◆ **GOAL**
State how many lines in the rows below contain the string "framed", and give only the number.

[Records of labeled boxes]
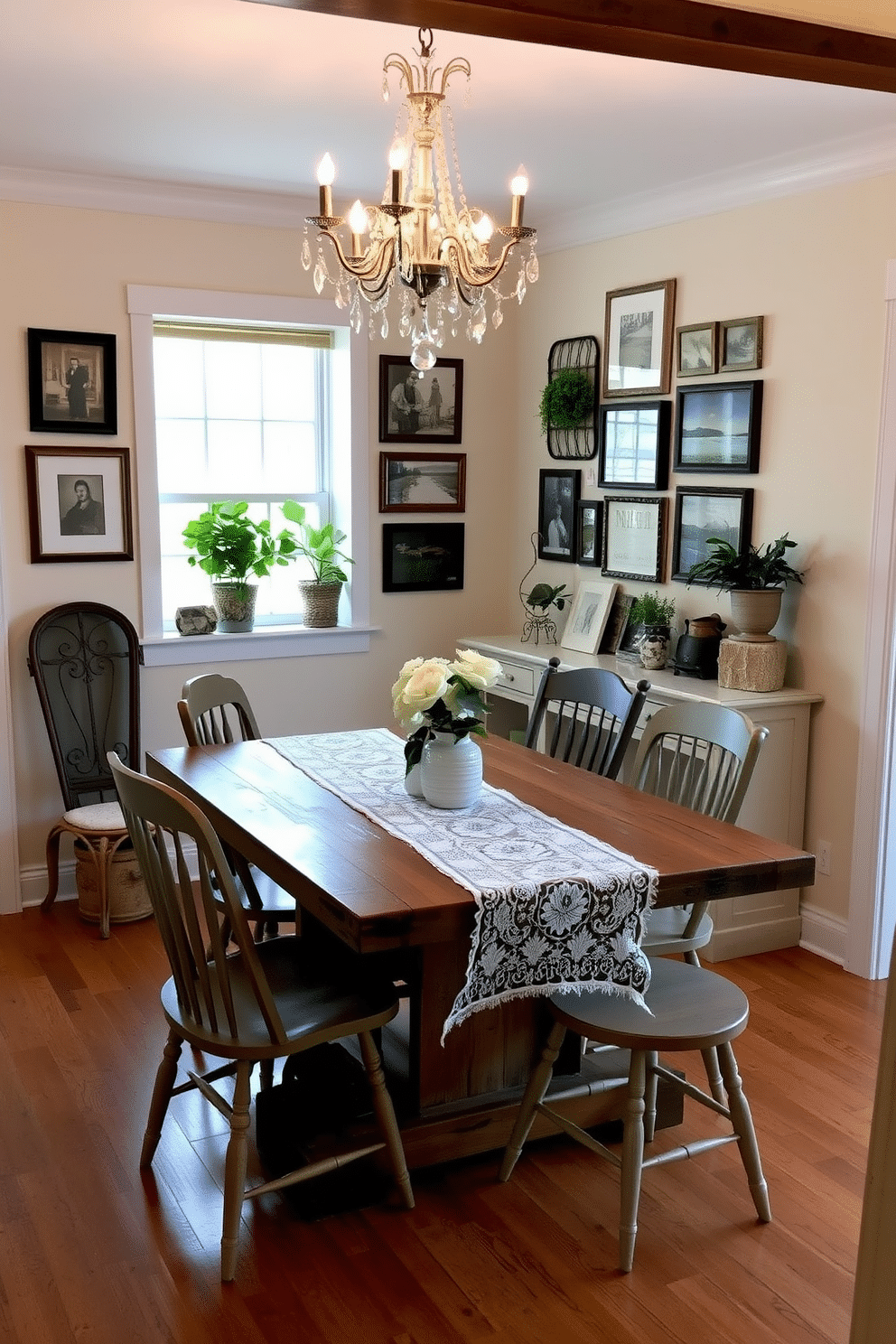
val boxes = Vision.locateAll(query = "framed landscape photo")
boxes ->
[602,495,667,583]
[25,446,135,565]
[28,327,118,434]
[676,322,719,378]
[603,280,676,399]
[675,380,761,474]
[380,355,463,443]
[720,317,761,374]
[380,453,466,513]
[560,579,620,653]
[383,523,463,593]
[672,485,752,583]
[575,500,603,565]
[538,468,582,563]
[599,402,672,490]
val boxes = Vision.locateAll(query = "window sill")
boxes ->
[140,625,376,668]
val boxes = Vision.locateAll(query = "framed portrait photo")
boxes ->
[720,317,761,374]
[28,327,118,434]
[383,523,463,593]
[575,500,603,565]
[675,380,761,474]
[560,579,620,653]
[601,495,667,583]
[538,468,582,563]
[676,322,719,378]
[380,453,466,513]
[380,355,463,443]
[603,280,676,399]
[599,402,672,490]
[672,485,752,583]
[25,446,135,565]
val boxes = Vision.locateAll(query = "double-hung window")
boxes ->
[129,286,369,661]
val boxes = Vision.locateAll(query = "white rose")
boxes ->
[452,649,501,691]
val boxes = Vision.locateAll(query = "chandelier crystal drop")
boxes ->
[301,28,538,369]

◆ **TASK SOLUTION**
2